SOURCE RECORDS START

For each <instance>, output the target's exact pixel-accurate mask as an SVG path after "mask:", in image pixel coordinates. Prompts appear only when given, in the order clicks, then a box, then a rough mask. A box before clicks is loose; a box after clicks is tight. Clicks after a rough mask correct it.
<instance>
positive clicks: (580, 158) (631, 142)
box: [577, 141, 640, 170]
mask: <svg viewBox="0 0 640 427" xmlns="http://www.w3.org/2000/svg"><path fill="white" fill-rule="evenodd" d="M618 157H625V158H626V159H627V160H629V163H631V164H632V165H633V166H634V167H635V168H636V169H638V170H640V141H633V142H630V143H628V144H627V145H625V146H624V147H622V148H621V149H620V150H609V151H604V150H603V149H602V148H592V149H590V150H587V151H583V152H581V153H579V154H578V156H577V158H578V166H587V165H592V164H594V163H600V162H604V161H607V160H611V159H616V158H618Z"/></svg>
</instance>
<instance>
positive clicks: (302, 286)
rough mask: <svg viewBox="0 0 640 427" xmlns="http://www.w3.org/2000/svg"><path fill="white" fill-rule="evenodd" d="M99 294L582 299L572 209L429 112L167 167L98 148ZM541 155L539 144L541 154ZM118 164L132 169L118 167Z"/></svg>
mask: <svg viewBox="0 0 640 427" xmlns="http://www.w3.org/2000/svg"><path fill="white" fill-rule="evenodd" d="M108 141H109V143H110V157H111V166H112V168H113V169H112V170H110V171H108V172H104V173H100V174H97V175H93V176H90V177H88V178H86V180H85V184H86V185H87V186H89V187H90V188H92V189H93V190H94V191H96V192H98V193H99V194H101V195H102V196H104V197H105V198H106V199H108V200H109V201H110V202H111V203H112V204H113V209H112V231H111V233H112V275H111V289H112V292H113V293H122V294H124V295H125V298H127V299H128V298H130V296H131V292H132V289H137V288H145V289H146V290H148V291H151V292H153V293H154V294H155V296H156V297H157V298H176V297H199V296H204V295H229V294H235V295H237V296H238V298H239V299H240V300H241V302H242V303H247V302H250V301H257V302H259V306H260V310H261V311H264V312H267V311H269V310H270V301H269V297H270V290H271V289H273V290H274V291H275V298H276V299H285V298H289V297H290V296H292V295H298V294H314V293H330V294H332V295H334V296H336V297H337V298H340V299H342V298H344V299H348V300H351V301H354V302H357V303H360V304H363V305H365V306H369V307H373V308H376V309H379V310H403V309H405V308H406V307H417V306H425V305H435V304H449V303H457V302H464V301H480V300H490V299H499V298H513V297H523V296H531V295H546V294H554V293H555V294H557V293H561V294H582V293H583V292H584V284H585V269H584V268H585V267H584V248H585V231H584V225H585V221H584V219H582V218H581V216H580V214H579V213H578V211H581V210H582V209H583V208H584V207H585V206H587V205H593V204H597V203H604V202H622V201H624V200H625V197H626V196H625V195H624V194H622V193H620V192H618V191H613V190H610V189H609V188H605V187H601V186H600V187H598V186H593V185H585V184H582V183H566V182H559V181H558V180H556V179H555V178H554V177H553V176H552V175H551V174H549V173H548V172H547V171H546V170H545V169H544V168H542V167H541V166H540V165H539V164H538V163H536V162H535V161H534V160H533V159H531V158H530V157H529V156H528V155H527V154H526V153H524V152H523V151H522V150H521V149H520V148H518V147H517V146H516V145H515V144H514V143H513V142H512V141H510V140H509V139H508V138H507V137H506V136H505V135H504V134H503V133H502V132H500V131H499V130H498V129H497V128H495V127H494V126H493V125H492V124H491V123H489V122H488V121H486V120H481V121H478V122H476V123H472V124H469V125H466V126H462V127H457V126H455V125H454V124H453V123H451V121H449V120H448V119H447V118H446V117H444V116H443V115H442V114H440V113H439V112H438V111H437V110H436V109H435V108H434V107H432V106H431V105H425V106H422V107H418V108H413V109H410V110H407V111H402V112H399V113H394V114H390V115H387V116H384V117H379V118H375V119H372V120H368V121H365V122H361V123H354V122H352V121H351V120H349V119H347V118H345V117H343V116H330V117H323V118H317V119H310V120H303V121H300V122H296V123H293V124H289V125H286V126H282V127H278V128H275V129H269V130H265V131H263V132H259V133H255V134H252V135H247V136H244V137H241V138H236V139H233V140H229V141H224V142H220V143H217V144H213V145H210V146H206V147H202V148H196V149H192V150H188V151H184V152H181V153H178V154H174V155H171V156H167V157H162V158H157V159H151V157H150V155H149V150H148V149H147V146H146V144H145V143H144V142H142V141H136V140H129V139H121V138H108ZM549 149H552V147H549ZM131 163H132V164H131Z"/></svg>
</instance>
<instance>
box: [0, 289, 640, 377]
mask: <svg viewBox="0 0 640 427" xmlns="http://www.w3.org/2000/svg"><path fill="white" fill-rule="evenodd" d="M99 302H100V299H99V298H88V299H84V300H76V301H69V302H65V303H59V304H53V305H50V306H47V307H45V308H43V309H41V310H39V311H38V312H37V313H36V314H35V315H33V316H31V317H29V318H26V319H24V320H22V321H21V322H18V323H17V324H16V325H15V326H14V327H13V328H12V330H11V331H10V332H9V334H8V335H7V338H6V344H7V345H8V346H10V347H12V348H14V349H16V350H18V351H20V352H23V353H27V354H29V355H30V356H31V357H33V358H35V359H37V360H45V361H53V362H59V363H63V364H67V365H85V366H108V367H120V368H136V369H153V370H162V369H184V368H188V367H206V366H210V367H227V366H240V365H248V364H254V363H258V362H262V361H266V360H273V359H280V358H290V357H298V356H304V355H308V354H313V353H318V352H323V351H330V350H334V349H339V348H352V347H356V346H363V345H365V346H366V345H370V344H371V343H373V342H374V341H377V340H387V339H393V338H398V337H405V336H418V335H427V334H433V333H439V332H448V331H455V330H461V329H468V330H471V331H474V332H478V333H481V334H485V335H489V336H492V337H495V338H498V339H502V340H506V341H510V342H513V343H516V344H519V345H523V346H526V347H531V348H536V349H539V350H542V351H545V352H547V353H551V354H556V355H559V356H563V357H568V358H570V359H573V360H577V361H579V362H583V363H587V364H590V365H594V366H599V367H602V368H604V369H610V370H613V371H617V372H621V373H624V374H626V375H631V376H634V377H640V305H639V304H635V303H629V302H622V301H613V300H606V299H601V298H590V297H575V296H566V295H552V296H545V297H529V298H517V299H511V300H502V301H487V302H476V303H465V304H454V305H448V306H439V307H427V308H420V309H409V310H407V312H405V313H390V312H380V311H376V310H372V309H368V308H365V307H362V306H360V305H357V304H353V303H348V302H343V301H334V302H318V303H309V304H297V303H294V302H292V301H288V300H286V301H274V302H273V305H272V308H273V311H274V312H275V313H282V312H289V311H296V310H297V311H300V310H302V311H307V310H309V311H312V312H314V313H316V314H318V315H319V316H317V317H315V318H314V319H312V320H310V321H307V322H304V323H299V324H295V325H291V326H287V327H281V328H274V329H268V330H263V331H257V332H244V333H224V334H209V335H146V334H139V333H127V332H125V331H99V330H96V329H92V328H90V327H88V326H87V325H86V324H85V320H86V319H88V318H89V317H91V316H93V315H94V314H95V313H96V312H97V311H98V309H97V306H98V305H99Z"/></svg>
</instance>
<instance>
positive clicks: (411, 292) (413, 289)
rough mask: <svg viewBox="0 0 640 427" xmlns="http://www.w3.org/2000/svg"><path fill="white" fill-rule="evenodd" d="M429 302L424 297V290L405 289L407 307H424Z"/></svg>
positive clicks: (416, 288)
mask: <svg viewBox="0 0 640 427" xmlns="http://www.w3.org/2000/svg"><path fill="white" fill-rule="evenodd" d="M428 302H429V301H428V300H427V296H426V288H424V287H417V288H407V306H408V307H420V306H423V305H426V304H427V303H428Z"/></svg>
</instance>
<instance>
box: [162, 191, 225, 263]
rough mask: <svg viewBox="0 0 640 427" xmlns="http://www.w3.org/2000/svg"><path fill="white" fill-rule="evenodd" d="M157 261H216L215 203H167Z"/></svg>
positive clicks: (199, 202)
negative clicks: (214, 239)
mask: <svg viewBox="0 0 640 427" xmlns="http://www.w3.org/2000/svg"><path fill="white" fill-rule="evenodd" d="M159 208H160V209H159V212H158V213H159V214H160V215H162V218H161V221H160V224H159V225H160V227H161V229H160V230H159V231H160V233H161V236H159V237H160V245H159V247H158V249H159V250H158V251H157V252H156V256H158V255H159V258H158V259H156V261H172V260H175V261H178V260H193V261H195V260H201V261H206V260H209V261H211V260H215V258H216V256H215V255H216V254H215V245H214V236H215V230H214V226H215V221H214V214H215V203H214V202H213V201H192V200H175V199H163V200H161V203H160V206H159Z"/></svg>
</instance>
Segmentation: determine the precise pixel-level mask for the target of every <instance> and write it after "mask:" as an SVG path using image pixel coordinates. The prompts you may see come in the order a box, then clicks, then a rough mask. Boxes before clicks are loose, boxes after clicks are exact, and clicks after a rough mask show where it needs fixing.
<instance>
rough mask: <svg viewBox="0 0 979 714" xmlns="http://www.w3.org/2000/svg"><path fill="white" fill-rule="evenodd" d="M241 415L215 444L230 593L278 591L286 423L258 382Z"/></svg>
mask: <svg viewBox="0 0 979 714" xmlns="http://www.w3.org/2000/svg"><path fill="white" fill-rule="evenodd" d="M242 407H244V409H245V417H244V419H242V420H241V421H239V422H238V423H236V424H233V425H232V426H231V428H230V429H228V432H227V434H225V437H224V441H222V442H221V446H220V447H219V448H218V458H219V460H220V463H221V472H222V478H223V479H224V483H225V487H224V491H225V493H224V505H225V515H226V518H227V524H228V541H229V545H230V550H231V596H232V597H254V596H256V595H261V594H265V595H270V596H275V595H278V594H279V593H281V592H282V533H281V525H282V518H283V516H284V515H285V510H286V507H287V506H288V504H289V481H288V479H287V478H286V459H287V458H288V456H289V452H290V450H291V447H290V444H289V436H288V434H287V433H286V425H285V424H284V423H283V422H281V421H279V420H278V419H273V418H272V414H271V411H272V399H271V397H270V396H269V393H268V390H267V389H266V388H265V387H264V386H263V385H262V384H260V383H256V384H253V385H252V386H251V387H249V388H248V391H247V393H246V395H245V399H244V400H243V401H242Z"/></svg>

SOURCE RECORDS END
SOURCE RECORDS START

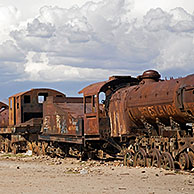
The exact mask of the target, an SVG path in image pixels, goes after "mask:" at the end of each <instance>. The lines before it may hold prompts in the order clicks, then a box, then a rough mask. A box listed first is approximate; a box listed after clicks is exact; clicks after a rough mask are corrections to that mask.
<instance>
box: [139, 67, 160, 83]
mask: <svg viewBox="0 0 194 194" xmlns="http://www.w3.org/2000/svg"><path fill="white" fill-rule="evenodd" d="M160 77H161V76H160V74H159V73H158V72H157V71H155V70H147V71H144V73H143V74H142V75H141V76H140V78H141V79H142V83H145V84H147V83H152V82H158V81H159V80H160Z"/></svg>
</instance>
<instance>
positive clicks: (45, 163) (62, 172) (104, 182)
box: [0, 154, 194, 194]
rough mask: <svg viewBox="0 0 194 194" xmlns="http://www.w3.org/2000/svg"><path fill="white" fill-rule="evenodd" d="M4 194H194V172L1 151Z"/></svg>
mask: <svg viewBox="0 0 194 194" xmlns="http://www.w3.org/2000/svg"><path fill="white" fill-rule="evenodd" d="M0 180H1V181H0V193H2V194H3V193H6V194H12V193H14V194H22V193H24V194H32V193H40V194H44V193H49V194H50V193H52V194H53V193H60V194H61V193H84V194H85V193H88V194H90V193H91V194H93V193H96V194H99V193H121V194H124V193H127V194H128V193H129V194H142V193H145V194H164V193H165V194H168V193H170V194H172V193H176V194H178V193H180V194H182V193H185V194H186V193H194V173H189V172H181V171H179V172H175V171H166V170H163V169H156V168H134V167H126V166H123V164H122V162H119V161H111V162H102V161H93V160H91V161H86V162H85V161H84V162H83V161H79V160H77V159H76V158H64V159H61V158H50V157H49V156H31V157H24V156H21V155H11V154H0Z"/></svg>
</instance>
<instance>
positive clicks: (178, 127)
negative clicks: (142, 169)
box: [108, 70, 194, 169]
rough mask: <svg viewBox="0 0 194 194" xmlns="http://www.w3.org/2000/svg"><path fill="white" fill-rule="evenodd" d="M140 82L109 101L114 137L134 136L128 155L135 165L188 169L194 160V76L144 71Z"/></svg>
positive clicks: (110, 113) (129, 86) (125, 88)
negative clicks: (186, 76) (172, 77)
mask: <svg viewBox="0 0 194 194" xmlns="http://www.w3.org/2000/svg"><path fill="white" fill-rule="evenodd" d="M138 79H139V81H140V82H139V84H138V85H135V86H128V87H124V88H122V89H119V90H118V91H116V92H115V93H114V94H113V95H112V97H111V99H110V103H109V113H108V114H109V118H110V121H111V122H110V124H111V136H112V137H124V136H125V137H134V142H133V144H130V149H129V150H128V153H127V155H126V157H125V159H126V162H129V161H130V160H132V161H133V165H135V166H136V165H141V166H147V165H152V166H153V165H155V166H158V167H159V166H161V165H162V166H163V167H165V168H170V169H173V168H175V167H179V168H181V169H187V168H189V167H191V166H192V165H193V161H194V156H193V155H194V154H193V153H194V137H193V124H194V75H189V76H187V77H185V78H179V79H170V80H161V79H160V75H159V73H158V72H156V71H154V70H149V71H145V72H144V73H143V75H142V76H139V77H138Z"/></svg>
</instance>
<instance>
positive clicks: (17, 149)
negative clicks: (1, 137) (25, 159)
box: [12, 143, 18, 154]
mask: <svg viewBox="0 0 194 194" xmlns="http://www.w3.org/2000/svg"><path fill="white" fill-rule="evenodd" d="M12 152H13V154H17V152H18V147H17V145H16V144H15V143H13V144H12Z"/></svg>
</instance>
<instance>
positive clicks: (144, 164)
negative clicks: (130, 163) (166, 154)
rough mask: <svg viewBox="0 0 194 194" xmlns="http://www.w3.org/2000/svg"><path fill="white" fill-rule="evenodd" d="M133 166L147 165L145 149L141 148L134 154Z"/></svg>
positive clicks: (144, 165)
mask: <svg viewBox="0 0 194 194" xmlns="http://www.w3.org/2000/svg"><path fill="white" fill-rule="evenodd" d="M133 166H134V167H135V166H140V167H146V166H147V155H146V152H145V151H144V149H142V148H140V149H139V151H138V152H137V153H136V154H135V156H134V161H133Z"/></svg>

SOURCE RECORDS END

Copy every line of the data above in which the string "after" appears.

EXERCISE ANSWER:
For each <instance>, output the target's exact pixel-accurate mask as an SVG path after "mask:", in image pixel coordinates. Prompts appear only when given, in the order clicks, then a box, then a rough mask. A box before clicks is loose; a box after clicks is tight. Clicks after a rough mask correct it.
Segmentation: determine the precise pixel-level mask for the target of every <instance> and write it after "mask:" as an SVG path using image pixel coordinates. The prompts you may see come in the order a box, then clicks, then a rough mask. Boxes before clicks are loose, boxes after clicks are exact, and clicks after a rough mask show where it needs fixing.
The exact mask of the target, an SVG path in image pixels, goes after "mask:" at the end of each <instance>. The lines before it may hold prompts in the order clicks, then a box, then a rough mask. A box listed first is approximate; a box listed after clicks is exact; clicks after a rough mask are corrections to that mask.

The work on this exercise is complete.